**Your objective**
Report how many of the lines below contain the word "jersey". Give only the number.

**Stored entries**
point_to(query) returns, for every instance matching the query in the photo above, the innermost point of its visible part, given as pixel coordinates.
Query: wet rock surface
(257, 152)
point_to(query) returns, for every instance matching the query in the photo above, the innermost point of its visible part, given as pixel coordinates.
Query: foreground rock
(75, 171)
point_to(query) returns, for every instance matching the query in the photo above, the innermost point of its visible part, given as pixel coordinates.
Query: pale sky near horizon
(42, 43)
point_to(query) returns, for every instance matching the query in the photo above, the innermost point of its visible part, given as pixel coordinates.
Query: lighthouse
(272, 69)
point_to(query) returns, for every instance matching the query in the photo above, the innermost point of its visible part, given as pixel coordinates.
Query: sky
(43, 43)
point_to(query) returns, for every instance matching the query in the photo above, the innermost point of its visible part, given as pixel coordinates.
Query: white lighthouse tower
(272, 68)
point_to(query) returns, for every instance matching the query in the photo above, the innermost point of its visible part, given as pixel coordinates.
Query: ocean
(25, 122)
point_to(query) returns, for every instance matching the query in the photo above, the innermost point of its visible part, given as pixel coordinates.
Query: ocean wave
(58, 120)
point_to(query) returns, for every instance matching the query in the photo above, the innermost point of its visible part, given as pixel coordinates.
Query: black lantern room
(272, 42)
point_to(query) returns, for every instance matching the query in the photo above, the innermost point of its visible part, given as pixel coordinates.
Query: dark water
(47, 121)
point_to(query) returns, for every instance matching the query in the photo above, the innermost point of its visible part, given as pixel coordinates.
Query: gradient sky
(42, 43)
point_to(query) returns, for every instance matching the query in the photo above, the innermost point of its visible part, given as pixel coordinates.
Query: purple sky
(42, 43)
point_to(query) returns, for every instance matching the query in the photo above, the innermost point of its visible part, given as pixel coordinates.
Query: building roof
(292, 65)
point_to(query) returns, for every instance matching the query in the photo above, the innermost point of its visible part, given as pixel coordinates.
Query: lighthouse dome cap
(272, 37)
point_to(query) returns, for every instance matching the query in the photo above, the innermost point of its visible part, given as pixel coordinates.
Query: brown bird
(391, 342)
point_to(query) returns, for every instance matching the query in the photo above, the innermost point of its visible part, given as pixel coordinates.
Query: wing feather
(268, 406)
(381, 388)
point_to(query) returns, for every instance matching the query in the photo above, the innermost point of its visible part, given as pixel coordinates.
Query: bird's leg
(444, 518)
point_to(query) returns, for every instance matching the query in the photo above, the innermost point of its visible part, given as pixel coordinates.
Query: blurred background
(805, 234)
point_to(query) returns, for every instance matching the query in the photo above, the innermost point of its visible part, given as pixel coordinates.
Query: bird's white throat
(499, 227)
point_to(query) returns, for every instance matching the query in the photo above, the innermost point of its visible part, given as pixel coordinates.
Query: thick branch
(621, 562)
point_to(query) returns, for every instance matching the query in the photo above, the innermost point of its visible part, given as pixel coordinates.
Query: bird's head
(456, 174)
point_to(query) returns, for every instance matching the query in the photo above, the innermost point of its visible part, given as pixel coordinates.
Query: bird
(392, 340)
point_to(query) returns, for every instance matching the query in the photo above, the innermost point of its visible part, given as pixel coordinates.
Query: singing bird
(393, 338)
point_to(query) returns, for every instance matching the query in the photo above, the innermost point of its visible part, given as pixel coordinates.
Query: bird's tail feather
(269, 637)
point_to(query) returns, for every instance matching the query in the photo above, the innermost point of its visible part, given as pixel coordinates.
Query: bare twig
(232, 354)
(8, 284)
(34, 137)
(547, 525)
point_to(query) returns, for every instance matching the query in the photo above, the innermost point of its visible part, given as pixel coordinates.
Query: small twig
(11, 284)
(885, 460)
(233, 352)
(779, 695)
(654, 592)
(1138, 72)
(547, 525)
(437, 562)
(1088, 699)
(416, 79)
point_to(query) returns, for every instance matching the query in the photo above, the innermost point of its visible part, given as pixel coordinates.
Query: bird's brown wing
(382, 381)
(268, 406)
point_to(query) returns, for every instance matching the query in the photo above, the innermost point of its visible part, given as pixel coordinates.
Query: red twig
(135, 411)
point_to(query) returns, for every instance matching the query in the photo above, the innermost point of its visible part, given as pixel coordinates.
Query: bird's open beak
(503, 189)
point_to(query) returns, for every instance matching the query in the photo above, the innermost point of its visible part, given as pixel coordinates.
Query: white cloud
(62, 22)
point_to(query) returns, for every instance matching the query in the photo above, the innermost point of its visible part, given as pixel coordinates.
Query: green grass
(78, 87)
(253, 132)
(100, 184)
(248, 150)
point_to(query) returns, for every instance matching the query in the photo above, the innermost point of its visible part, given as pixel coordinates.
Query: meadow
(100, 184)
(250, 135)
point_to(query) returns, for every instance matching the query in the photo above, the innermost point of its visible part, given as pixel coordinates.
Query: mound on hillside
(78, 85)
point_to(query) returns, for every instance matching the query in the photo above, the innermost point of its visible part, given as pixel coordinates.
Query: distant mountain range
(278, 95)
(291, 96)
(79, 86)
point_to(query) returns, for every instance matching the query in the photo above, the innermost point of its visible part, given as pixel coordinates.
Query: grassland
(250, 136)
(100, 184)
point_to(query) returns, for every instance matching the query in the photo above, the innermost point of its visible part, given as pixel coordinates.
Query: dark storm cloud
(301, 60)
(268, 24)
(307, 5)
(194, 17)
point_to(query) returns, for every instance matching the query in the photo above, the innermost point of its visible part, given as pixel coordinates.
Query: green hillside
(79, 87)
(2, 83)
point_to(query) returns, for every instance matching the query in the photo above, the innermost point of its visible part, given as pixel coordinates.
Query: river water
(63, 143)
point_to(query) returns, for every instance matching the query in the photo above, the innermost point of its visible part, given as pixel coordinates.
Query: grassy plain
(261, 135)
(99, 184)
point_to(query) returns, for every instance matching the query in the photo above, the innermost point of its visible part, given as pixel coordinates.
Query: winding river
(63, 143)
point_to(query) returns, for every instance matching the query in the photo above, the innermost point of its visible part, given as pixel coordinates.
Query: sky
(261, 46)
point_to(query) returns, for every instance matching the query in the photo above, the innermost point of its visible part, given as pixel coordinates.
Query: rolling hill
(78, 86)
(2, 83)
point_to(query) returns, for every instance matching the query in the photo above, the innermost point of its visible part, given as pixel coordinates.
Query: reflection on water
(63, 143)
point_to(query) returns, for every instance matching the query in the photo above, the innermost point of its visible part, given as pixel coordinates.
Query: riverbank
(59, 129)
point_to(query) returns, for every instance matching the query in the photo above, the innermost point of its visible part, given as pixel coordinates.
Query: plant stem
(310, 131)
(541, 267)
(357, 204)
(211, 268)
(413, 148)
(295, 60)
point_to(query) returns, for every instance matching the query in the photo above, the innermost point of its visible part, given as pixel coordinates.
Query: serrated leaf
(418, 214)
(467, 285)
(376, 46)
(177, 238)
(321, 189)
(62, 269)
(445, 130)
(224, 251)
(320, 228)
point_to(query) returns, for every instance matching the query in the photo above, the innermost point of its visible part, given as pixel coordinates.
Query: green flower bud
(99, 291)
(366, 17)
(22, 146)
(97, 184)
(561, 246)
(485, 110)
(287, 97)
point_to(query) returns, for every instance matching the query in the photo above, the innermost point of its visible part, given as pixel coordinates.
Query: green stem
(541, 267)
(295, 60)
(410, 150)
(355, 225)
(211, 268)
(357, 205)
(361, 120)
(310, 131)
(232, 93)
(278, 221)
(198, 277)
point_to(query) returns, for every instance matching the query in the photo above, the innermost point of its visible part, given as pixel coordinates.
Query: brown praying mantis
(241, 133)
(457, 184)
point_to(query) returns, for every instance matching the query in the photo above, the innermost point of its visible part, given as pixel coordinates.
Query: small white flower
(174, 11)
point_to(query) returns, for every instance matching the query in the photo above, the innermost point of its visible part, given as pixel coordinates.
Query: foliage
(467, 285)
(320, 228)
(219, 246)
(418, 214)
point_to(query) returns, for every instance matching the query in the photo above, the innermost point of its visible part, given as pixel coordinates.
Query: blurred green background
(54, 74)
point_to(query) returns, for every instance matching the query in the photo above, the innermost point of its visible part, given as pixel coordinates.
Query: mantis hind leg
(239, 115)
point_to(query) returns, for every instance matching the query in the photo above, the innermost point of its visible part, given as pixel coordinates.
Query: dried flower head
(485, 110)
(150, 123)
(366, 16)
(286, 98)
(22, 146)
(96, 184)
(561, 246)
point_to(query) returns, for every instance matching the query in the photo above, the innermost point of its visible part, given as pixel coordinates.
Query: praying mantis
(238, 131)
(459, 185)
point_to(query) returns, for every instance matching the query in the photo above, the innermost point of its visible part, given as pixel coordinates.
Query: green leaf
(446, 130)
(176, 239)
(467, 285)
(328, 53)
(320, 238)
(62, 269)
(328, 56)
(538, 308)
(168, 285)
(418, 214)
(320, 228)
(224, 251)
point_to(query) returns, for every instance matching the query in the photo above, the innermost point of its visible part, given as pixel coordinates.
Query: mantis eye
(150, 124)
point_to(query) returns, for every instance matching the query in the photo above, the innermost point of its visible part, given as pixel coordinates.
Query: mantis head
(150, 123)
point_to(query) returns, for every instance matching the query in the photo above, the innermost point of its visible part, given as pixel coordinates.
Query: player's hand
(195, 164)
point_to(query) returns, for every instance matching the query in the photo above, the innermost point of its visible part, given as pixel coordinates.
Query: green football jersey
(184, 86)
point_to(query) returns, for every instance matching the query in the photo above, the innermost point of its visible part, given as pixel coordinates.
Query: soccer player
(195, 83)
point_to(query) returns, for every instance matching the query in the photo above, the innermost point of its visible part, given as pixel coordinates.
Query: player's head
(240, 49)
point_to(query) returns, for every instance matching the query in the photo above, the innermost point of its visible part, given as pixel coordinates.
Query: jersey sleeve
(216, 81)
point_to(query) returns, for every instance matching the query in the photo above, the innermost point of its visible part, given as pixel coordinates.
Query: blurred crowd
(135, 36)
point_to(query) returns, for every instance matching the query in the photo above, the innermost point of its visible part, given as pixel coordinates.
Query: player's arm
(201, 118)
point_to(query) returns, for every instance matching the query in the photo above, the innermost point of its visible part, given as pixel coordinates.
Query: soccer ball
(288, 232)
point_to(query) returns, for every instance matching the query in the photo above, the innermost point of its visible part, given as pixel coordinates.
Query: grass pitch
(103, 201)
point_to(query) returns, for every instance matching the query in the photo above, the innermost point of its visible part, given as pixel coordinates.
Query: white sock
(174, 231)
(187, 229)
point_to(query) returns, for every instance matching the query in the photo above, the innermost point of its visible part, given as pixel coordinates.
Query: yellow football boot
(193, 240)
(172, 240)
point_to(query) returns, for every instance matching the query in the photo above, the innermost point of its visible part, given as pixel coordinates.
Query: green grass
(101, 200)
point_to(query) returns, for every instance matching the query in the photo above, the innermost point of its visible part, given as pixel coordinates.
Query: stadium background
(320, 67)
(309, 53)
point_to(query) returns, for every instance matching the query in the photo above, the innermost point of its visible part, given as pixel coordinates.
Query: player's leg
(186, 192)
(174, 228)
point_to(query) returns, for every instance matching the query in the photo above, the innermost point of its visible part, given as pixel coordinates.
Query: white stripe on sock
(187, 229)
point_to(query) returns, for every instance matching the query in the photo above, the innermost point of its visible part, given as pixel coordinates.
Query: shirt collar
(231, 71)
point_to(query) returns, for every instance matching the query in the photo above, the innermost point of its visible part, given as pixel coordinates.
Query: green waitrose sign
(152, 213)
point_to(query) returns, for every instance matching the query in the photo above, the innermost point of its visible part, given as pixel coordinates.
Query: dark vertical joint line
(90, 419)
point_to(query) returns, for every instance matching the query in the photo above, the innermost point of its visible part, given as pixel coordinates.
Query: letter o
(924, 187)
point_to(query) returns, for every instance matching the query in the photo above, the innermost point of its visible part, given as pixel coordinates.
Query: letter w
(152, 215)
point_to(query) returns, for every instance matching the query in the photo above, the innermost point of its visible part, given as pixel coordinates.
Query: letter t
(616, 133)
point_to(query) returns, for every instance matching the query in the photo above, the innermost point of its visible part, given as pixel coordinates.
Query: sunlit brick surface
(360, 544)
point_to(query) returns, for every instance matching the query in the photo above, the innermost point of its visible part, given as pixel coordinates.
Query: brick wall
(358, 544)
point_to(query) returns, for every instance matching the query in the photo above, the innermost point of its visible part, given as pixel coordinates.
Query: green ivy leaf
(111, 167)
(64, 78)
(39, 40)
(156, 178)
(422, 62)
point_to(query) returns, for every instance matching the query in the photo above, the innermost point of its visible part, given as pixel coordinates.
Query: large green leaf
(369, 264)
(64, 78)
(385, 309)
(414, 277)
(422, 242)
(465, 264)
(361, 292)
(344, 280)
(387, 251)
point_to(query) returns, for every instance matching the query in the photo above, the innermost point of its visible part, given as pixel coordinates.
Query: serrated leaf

**Full response**
2